- [Aim] Report the number of lines in the material below that contain the string "wall". Give the number alone.

- [Records shown]
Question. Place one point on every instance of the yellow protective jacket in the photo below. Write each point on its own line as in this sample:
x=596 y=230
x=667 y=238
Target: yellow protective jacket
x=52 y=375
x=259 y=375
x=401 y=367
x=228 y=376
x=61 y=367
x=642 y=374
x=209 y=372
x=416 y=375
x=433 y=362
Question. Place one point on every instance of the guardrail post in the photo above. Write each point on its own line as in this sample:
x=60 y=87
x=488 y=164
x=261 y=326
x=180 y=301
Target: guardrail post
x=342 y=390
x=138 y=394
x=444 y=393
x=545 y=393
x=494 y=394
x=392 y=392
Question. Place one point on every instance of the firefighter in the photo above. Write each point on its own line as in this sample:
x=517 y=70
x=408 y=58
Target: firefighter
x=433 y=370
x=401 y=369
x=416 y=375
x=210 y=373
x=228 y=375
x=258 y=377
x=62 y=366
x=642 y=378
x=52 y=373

...

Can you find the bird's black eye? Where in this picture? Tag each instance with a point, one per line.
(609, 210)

* * *

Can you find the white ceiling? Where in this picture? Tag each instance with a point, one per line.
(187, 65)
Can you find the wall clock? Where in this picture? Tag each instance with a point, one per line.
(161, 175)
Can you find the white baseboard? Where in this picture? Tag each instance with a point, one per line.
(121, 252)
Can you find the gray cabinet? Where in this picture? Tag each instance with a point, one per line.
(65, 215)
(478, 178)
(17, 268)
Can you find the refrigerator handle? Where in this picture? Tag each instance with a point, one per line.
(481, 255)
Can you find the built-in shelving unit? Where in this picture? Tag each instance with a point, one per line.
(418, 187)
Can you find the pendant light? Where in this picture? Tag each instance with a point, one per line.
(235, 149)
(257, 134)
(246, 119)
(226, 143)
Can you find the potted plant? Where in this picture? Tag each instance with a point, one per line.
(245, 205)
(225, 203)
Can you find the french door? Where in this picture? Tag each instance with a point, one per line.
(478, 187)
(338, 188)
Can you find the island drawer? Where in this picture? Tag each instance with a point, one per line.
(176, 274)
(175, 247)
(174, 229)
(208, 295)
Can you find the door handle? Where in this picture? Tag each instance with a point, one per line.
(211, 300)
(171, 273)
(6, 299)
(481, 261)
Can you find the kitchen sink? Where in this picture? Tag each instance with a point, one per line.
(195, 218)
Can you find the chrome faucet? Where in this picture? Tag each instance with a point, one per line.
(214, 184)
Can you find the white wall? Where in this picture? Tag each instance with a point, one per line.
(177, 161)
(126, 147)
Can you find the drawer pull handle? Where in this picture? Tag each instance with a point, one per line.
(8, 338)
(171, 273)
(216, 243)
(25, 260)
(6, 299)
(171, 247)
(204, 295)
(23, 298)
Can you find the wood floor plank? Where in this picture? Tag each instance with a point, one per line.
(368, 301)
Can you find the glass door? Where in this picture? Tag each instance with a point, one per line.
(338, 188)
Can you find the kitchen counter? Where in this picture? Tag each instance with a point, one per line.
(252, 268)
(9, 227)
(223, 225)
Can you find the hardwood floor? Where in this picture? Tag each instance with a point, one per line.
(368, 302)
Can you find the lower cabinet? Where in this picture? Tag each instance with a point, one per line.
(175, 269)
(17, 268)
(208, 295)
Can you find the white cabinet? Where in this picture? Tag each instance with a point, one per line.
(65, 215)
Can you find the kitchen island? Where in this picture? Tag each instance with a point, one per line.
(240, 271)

- [Task response] 2